— Start Passage to read —

EX-3.1 2 p17922exv3w1.htm EX-3.1 exv3w1
EXHIBIT 3.1
AMENDED AND RESTATED
CERTIFICATE OF INCORPORATION
OF
MGM MIRAGE
June 15, 2010
     MGM MIRAGE (the “Corporation”), a corporation organized and existing under the General Corporation Law of the State of Delaware (the “DGCL”), does hereby certify as follows:
          A. The name under which the Corporation was originally incorporated is GRAND NAME, CO., and the date of filing the original certificate of incorporation of the Corporation with the Secretary of State of the State of Delaware is January 29, 1986.
          B. The certificate of incorporation of the Corporation is hereby amended by striking out Article 1 thereof and by substituting in lieu thereof a new Article 1 which is set forth in the Amended and Restated Certificate of Incorporation hereinafter provided for.
          C. The provisions of the certificate of incorporation of the Corporation as heretofore amended and/or supplemented, and as herein amended, are hereby restated and integrated into the single instrument which is hereinafter set forth.
          D. The amendment and the restatement of the Amended and Restated Certificate of Incorporation herein certified have been duly adopted by the stockholders in accordance with the provisions of Section 242 and of Section 245 of the DGCL.
          E. The certificate of incorporation of the Corporation, as amended and restated herein, shall at the effective time of this Amended and Restated Certificate of Incorporation, read as follows:
          1. The name of the Corporation is:
                  MGM Resorts International
          2. The address of its registered office in the State of Delaware is Corporation Trust Center, No. 1209 Orange Street, in the City of Wilmington, County of New Castle. The name of its registered agent at such address is The Corporation Trust Company.
          3. The nature of the business, or objects or purposes proposed to be transacted, provided or carried on are:
          In general to engage in any lawful act or activity for which corporations may be organized under the DGCL.

 


 

          4. The aggregate number of shares which the Corporation shall have the authority to issue is 600,000,000 shares, all of which are to be common stock, and the par value of each of such shares is to be $.01.

— End Passage to read —

- [Jobs]:
1) According to the certificate of incorporation, under what name was the Corporation originally incorporated?
2) Rewrite the certificate of incorporation between "3. The nature" and "under the DGCL.", inclusive, replacing "lawful" with "legitimate".

— Start Dataset rows —

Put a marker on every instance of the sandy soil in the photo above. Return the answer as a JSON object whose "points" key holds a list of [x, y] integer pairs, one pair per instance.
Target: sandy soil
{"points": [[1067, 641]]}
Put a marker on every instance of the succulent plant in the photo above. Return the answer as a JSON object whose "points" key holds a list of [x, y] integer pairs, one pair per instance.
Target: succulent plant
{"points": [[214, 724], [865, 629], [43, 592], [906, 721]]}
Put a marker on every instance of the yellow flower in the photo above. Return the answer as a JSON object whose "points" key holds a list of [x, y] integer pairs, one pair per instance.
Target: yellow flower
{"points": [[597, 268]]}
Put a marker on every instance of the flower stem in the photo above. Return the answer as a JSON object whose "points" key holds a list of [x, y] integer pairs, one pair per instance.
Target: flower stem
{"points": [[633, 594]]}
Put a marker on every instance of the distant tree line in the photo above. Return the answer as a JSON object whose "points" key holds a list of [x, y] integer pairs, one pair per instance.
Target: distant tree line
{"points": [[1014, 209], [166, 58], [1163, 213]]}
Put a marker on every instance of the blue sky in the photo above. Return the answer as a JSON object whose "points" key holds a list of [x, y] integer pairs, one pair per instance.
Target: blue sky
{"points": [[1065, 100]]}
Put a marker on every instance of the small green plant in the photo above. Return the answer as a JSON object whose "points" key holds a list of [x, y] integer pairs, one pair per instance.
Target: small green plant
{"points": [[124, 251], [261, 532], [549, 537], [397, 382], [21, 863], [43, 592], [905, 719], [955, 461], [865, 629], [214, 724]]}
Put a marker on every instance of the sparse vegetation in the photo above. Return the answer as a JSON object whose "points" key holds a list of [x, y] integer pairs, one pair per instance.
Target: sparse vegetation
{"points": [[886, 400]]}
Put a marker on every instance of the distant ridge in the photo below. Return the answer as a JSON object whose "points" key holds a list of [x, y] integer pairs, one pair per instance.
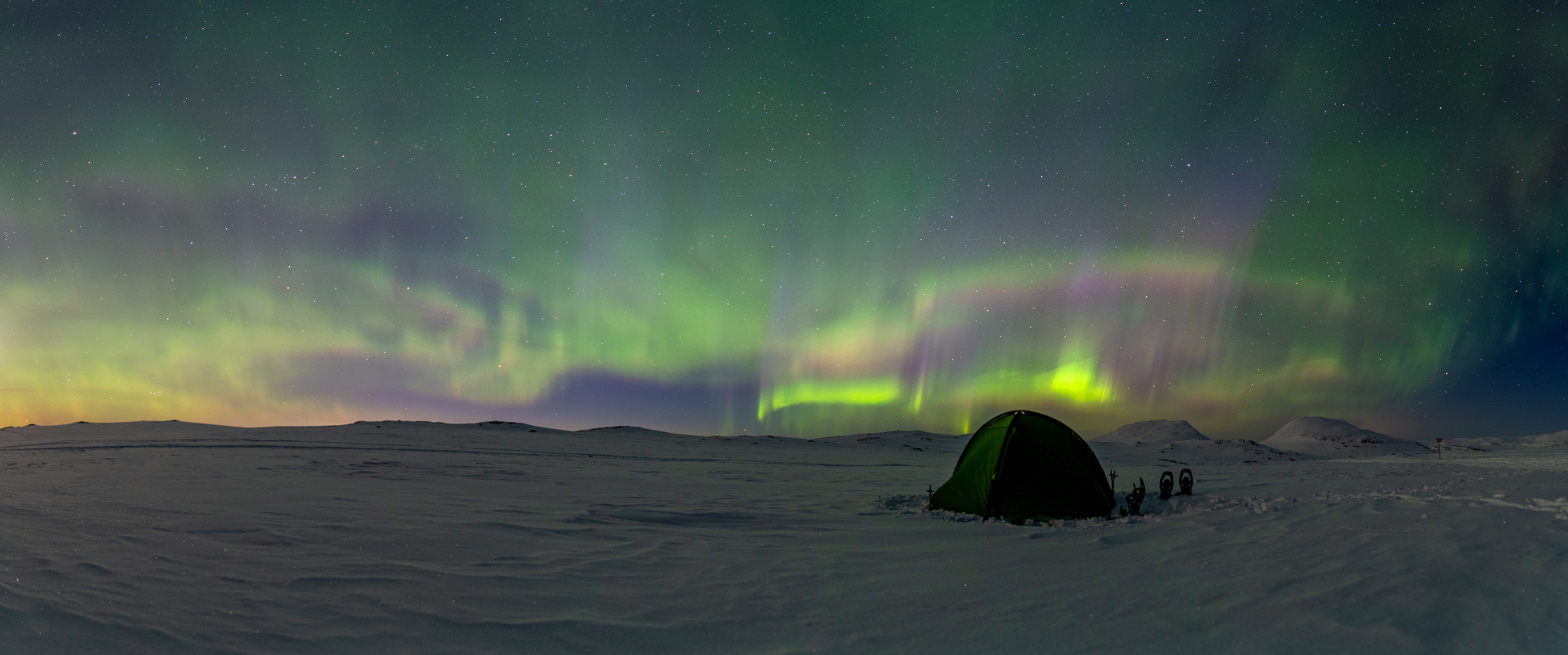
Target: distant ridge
{"points": [[1159, 431], [1334, 437]]}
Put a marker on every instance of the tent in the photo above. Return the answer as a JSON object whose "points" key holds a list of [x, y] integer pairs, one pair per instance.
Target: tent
{"points": [[1026, 465]]}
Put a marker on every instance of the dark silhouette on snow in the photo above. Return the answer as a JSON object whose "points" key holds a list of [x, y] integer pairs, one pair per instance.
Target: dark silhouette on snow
{"points": [[1026, 465], [1134, 500]]}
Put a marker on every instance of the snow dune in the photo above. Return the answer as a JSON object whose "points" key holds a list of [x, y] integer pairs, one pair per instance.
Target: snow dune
{"points": [[417, 538]]}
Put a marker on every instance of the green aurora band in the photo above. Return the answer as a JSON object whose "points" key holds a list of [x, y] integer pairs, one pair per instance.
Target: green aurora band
{"points": [[852, 217]]}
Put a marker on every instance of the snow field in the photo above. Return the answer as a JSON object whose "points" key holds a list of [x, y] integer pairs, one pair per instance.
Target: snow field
{"points": [[407, 538]]}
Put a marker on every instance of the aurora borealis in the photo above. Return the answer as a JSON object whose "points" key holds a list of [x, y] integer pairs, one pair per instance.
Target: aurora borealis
{"points": [[782, 217]]}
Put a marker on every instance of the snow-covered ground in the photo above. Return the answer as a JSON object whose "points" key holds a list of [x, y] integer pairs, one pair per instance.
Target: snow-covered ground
{"points": [[413, 538]]}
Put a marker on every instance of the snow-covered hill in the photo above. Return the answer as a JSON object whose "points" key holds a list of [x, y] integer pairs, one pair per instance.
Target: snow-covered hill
{"points": [[1331, 437]]}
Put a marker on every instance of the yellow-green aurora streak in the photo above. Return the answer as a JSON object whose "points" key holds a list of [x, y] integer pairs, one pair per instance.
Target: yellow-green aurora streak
{"points": [[869, 221]]}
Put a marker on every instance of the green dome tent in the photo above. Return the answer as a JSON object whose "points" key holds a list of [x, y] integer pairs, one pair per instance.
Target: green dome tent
{"points": [[1026, 465]]}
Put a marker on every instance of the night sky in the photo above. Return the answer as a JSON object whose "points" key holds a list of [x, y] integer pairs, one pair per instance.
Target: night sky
{"points": [[789, 217]]}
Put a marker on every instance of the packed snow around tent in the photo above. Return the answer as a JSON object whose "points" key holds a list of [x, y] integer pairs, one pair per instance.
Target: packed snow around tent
{"points": [[419, 538]]}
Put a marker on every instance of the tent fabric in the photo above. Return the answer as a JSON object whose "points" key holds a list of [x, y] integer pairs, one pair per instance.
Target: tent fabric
{"points": [[1026, 465]]}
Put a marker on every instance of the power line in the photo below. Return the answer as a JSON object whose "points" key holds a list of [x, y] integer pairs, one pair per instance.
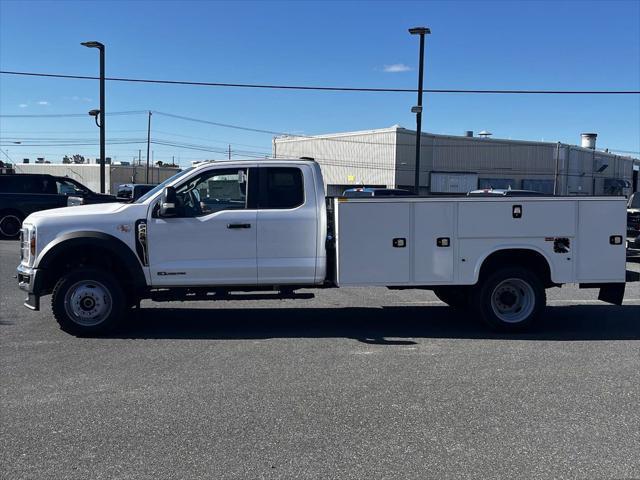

— End Dataset rows —

- [Solved problems]:
1) GRAND NAME, CO.

2)
3. The nature of the business, or objects or purposes proposed to be transacted, provided or carried on are:
          In general to engage in any legitimate act or activity for which corporations may be organized under the DGCL.